## Text passage

"""

Foucault and Donzelot

Would someone be able to comment in relation to Donzelot's
conceptualisaton of 'technologies', 'programs' and 'strategies' in
relation to Foucault's conceptualisations of the same terms? I notice
that Donzelot's article using these terms came out the same year that
Foucault published his well-known article on Governmentality, and i
wonder what the connections are.
Many thanks, the extract is below with references. Jill

The following quote is from O'Malley, P. 1996, 'Risk and
responsibility', in Foucault and political reason, eds A. Barry, T.
Osborne and N. Rose, University College Press (UCL), London, pp.
189-207.
That article is citing from an article Donzelot, J. 1979, 'The poverty
of political culture', Ideology and Consciousness, vol. 5, pp. 71-86.
I haven't been able to get the Donzelot article from the library, am
waiting for it to arrive on interlibrary loan.

"""

## Information supplied
"""

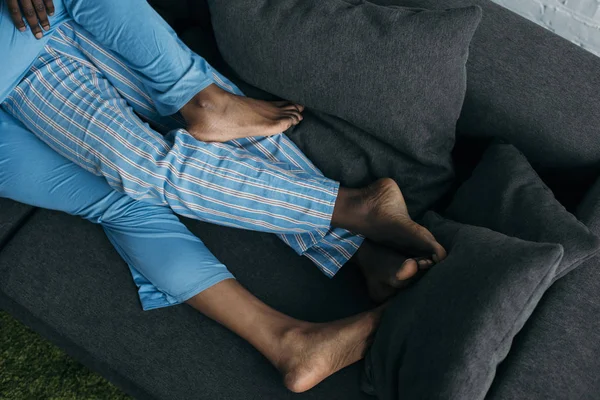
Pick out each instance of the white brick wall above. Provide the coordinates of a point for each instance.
(576, 20)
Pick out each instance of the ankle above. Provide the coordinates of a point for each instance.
(208, 98)
(350, 210)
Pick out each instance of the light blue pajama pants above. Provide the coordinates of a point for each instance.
(80, 99)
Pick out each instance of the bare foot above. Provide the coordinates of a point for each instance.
(386, 270)
(215, 115)
(379, 212)
(315, 352)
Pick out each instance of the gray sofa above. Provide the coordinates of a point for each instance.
(60, 275)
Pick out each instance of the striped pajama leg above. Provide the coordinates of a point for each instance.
(80, 99)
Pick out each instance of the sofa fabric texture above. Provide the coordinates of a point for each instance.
(505, 194)
(555, 356)
(336, 57)
(444, 336)
(73, 288)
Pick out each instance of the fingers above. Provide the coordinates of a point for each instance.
(35, 12)
(15, 14)
(40, 10)
(49, 7)
(31, 18)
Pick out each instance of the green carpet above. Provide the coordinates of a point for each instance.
(31, 368)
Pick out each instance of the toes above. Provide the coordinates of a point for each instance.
(439, 253)
(408, 269)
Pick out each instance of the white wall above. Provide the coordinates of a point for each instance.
(576, 20)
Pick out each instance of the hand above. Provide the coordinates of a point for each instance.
(36, 13)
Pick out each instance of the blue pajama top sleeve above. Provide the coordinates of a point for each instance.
(172, 74)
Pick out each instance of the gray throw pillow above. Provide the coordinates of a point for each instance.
(443, 337)
(386, 83)
(506, 195)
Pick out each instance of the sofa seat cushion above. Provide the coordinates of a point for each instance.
(395, 77)
(77, 285)
(555, 356)
(444, 336)
(506, 195)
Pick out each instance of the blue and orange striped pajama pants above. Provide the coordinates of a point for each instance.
(88, 105)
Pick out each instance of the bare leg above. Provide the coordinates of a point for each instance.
(379, 212)
(305, 353)
(215, 115)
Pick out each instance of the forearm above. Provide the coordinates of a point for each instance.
(170, 71)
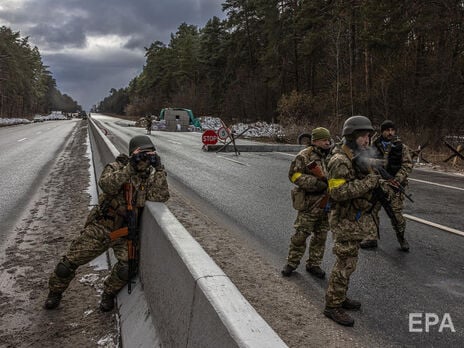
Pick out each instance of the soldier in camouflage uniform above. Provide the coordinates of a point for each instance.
(399, 165)
(349, 219)
(310, 198)
(143, 169)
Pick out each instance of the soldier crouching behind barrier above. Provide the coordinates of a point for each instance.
(308, 172)
(143, 175)
(349, 219)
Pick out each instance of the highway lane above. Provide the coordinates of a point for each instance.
(26, 155)
(252, 193)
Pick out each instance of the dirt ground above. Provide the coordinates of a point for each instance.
(57, 214)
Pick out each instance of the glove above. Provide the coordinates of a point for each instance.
(372, 180)
(155, 160)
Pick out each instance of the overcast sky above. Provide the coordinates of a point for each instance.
(92, 46)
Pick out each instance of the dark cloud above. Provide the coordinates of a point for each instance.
(64, 30)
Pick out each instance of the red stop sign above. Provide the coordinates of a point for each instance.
(209, 137)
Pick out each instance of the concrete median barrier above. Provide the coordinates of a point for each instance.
(182, 299)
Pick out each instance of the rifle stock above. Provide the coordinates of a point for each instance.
(132, 236)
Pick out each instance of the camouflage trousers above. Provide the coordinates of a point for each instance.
(93, 241)
(308, 223)
(397, 203)
(346, 253)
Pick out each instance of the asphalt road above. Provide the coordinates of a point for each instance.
(26, 155)
(250, 193)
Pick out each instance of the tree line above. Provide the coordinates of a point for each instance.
(310, 62)
(27, 87)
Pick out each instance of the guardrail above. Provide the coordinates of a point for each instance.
(194, 303)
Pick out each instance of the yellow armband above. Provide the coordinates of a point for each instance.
(334, 183)
(295, 177)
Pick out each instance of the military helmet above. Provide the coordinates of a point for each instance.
(356, 123)
(141, 141)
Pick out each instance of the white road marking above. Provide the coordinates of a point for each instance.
(174, 142)
(434, 183)
(433, 224)
(230, 159)
(284, 153)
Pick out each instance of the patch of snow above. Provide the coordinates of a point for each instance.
(89, 279)
(255, 130)
(106, 341)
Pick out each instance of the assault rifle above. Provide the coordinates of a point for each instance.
(316, 170)
(131, 233)
(132, 236)
(390, 179)
(370, 165)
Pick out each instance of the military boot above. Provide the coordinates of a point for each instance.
(287, 270)
(339, 316)
(368, 244)
(316, 271)
(53, 300)
(106, 302)
(404, 245)
(351, 304)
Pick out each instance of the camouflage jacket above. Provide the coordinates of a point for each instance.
(397, 158)
(350, 194)
(112, 207)
(310, 189)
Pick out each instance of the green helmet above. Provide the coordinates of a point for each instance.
(357, 123)
(141, 141)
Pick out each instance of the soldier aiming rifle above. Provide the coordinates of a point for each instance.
(126, 185)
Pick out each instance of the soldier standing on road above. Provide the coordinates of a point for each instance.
(349, 219)
(149, 124)
(310, 198)
(399, 164)
(144, 171)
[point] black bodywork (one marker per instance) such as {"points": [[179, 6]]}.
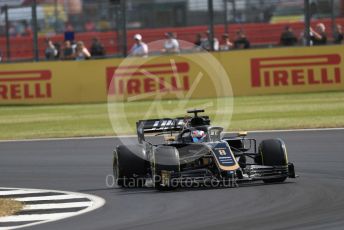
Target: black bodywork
{"points": [[217, 160]]}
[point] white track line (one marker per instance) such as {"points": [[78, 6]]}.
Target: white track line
{"points": [[56, 197], [34, 217], [54, 206], [93, 203], [18, 192]]}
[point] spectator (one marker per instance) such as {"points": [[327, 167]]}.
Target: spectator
{"points": [[318, 36], [58, 49], [205, 44], [27, 29], [241, 41], [198, 42], [225, 43], [139, 49], [338, 35], [68, 51], [171, 44], [104, 24], [81, 52], [288, 37], [97, 48], [89, 26], [50, 51]]}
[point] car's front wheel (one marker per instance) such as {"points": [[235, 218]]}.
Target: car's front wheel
{"points": [[165, 163], [273, 153]]}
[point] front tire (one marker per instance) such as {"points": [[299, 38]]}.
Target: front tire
{"points": [[165, 162], [273, 153], [129, 166]]}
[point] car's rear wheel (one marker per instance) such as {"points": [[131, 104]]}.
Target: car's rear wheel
{"points": [[165, 163], [129, 166], [273, 153]]}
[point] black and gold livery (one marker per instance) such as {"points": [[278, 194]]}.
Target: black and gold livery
{"points": [[214, 160]]}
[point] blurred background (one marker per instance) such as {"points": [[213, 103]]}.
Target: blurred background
{"points": [[26, 26]]}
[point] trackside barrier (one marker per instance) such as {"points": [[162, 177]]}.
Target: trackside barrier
{"points": [[251, 72]]}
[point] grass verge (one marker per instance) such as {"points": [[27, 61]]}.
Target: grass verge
{"points": [[9, 207], [313, 110]]}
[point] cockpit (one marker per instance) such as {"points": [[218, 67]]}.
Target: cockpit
{"points": [[200, 134]]}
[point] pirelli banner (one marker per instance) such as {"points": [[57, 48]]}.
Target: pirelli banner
{"points": [[195, 75]]}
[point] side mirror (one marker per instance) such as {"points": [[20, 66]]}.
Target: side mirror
{"points": [[242, 134]]}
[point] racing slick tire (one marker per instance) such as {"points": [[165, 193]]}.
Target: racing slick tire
{"points": [[273, 153], [165, 162], [129, 166]]}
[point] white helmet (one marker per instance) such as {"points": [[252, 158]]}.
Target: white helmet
{"points": [[138, 37], [197, 135]]}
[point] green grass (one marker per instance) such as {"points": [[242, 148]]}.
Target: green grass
{"points": [[249, 113]]}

"""

In the post on Foucault and Donzelot, which journal published Donzelot's 1979 article "The poverty of political culture"? The items above come from a source separate from the post.

## Written solution
Ideology and Consciousness, vol. 5, pp. 71-86.